Exercise goal: The required output is the exact run of lines below that opens at the line with "Indicate every instance of the grass" and closes at the line with "Indicate every instance of the small".

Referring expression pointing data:
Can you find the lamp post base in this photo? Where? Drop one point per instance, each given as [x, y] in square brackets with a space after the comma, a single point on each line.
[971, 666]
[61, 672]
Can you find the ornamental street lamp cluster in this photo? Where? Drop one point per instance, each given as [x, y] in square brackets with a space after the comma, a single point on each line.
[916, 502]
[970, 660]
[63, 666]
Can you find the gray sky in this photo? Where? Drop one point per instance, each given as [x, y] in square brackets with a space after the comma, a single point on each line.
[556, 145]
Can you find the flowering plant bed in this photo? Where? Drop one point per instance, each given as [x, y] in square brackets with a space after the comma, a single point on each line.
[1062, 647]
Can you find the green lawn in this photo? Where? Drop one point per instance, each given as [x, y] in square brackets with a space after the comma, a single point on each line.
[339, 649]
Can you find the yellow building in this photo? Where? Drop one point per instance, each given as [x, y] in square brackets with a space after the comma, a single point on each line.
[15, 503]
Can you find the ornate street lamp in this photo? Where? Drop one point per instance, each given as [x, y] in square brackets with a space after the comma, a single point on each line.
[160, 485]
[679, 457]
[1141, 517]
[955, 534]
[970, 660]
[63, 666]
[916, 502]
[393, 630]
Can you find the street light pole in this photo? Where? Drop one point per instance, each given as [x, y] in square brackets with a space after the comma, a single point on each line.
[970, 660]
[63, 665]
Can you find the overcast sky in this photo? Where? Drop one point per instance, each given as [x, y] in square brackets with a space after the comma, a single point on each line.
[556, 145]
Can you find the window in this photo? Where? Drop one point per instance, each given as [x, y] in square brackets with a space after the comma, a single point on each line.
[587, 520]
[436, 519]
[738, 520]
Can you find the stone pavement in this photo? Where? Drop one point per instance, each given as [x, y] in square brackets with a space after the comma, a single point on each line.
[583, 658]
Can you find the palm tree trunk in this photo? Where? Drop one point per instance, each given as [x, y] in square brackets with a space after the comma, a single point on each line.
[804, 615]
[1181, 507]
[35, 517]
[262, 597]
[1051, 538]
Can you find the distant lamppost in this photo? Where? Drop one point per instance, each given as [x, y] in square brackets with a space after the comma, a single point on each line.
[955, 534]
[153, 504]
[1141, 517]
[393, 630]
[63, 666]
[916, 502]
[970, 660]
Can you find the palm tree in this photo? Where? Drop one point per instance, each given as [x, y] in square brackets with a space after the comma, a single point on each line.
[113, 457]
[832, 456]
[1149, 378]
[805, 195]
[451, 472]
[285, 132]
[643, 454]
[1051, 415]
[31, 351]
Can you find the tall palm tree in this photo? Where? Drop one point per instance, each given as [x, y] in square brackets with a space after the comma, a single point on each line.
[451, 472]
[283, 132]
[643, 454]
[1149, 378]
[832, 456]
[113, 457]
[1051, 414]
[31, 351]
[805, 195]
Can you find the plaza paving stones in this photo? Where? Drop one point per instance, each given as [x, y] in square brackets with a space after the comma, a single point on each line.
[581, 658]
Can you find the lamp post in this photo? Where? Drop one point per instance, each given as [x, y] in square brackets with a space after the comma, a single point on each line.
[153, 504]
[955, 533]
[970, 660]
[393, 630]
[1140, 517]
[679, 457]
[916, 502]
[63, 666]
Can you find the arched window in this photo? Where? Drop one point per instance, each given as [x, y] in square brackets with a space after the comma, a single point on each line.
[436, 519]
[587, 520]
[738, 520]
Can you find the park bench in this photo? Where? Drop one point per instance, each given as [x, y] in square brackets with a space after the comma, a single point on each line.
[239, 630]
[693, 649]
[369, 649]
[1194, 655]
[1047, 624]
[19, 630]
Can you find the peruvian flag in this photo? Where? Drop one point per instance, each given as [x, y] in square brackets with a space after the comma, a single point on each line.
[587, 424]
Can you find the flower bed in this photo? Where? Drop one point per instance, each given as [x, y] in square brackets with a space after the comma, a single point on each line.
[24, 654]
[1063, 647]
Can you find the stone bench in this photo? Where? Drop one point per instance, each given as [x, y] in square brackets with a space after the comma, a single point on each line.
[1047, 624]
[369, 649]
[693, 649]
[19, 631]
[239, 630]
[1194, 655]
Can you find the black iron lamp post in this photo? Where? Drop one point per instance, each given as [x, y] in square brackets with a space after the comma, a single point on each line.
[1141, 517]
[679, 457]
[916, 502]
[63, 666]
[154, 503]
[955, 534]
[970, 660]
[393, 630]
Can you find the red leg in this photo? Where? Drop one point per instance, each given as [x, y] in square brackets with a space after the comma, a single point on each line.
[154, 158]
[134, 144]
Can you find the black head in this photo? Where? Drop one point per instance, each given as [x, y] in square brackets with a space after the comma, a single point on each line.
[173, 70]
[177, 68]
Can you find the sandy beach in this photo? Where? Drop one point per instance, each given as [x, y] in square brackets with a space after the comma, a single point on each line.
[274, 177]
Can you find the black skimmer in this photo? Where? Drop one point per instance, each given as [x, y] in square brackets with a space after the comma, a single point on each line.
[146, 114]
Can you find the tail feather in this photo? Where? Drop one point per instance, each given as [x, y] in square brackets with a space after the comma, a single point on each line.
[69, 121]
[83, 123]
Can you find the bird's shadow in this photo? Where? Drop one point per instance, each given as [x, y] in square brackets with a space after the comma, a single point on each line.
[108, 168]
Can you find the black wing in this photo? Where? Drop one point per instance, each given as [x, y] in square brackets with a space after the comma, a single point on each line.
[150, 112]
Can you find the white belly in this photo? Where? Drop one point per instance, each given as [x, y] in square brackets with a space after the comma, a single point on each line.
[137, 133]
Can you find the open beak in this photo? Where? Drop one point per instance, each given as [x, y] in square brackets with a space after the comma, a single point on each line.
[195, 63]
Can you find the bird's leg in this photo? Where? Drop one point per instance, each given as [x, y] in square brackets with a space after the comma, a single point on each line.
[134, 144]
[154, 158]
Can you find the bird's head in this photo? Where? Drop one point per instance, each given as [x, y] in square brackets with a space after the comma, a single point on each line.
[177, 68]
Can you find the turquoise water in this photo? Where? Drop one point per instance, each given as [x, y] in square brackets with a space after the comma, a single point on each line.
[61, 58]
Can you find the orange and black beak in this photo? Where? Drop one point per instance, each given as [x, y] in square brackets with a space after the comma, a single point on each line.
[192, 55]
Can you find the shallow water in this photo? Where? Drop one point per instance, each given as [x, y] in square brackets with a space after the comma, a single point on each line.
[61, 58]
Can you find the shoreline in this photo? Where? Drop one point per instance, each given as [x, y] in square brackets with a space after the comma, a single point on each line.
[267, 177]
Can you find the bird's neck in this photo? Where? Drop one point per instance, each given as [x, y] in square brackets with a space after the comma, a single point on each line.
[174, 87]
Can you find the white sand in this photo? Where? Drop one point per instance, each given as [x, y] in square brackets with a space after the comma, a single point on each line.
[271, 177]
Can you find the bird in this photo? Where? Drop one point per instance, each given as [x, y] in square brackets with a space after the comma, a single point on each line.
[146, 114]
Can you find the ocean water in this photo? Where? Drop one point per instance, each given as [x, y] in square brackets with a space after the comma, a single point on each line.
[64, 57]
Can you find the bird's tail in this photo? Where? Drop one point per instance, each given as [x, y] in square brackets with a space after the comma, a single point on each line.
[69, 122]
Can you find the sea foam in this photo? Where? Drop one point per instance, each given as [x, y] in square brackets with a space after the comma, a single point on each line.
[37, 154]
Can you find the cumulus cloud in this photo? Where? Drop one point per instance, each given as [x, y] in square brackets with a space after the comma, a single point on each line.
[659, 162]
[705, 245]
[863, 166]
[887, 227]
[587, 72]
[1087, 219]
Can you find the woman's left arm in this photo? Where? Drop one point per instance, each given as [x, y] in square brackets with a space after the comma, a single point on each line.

* * *

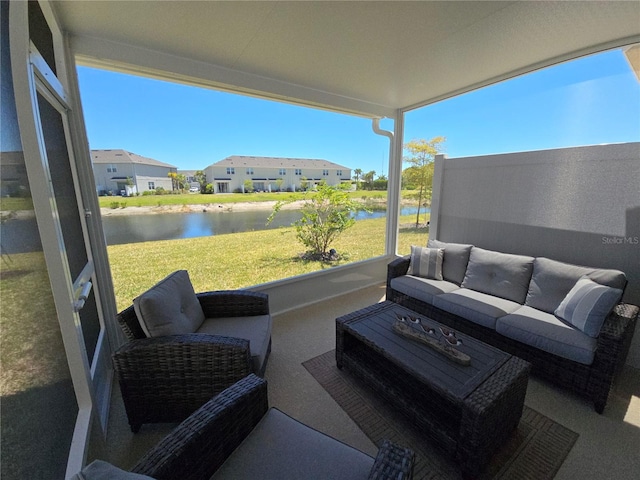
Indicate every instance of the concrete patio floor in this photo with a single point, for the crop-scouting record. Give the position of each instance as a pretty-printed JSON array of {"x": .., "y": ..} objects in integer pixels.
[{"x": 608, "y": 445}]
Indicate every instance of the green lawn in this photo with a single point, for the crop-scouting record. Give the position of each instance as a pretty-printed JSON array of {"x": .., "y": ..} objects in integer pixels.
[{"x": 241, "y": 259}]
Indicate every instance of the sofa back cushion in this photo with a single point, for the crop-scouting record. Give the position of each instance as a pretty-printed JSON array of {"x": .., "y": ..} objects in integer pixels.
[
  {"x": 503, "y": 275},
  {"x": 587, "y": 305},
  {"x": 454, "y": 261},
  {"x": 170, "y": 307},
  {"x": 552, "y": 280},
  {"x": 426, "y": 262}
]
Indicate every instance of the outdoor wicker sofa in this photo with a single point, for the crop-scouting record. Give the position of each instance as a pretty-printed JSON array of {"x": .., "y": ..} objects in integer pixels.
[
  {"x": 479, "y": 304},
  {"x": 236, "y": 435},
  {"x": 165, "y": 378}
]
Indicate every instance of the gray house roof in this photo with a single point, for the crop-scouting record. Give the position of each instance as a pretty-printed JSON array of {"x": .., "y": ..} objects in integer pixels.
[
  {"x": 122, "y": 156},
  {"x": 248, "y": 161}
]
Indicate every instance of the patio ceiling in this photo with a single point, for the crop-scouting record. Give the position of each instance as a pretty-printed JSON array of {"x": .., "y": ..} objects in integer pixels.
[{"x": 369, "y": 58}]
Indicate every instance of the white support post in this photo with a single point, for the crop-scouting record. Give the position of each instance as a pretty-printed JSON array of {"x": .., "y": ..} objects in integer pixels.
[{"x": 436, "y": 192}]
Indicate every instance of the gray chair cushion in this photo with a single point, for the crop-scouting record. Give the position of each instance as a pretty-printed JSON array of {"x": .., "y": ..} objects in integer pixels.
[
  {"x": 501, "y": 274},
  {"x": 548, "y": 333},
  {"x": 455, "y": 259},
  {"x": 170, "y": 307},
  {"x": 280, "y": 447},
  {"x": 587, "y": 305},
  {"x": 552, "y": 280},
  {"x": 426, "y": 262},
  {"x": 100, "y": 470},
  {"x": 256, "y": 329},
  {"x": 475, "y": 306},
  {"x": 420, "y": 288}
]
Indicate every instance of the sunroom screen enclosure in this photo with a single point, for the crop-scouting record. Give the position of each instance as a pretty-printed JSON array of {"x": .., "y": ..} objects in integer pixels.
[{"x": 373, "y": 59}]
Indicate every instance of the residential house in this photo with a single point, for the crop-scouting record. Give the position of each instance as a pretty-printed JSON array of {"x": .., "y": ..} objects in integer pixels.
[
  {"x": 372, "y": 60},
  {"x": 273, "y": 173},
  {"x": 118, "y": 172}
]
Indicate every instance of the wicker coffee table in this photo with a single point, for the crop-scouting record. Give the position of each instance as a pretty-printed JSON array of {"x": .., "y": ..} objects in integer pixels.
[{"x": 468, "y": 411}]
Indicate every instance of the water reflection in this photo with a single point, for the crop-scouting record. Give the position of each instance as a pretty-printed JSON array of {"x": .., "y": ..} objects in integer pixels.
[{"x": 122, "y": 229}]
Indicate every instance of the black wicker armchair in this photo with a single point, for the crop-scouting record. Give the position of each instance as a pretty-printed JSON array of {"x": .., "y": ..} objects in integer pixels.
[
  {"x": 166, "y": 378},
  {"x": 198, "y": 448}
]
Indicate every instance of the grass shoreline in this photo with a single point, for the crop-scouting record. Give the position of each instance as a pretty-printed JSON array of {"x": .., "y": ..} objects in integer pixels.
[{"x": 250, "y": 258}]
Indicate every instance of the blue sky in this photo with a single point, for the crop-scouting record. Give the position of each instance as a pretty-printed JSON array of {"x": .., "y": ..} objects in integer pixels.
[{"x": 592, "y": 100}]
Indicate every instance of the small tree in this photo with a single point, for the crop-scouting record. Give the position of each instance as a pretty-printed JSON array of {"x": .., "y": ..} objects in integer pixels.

Exercise output:
Indicate every instance of the grass shoreline in this photo with a single point, for the crop-scouting record. Give the position of each instance as a pretty-printed JSON array of {"x": .., "y": ..} objects in integer pixels.
[{"x": 250, "y": 258}]
Indicate every instance of the blue sky in this photo with a single point, for the crop-scouting record. Give the position of each instance as a pretty-printed JSON array of {"x": .., "y": ..} objects in integer pixels.
[{"x": 592, "y": 100}]
Indicate every instance of the small tree in this photo with a single point, for the crop-scouting record. Give the position of each instance as a pretty-printed JSON array of {"x": .., "y": ..} objects in integer pixels.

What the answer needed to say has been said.